**Records to process**
= Beginning of Section =
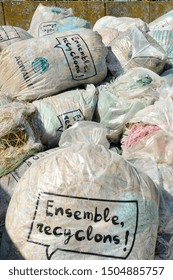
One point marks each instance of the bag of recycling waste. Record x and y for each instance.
(12, 34)
(62, 25)
(17, 138)
(109, 27)
(164, 22)
(40, 68)
(91, 205)
(149, 134)
(9, 181)
(121, 99)
(46, 18)
(165, 40)
(168, 76)
(134, 48)
(121, 24)
(56, 113)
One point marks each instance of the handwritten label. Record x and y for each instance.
(78, 56)
(69, 118)
(8, 33)
(47, 28)
(89, 226)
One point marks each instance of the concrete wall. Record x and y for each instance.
(19, 13)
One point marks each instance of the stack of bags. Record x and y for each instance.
(87, 138)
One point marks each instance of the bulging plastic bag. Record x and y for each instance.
(165, 40)
(120, 23)
(17, 138)
(40, 67)
(45, 19)
(62, 25)
(56, 113)
(134, 48)
(91, 205)
(164, 22)
(122, 98)
(149, 134)
(8, 182)
(12, 34)
(109, 27)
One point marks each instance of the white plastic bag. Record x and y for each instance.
(134, 48)
(42, 67)
(17, 138)
(62, 25)
(12, 34)
(59, 112)
(120, 99)
(121, 24)
(164, 22)
(149, 133)
(45, 19)
(165, 40)
(91, 205)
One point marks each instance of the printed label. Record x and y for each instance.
(8, 33)
(78, 56)
(83, 225)
(47, 28)
(40, 65)
(69, 118)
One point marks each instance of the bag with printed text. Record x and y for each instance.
(45, 19)
(56, 113)
(134, 48)
(18, 140)
(40, 68)
(12, 34)
(91, 205)
(121, 99)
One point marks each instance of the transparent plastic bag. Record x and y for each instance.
(46, 18)
(121, 99)
(56, 113)
(38, 67)
(17, 139)
(12, 34)
(92, 204)
(150, 133)
(134, 48)
(164, 22)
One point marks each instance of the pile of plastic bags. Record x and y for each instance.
(86, 137)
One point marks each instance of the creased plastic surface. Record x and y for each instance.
= End of Section =
Write out precisely the lines from the one holding "One point marks each instance of the pile" through the end of the material, including both of those ends.

**Exercise output**
One point marks each instance of the pile of plastic bags. Record x and y for each instance.
(86, 137)
One point marks each instance of the creased plastic surface. Record x and y for each instance.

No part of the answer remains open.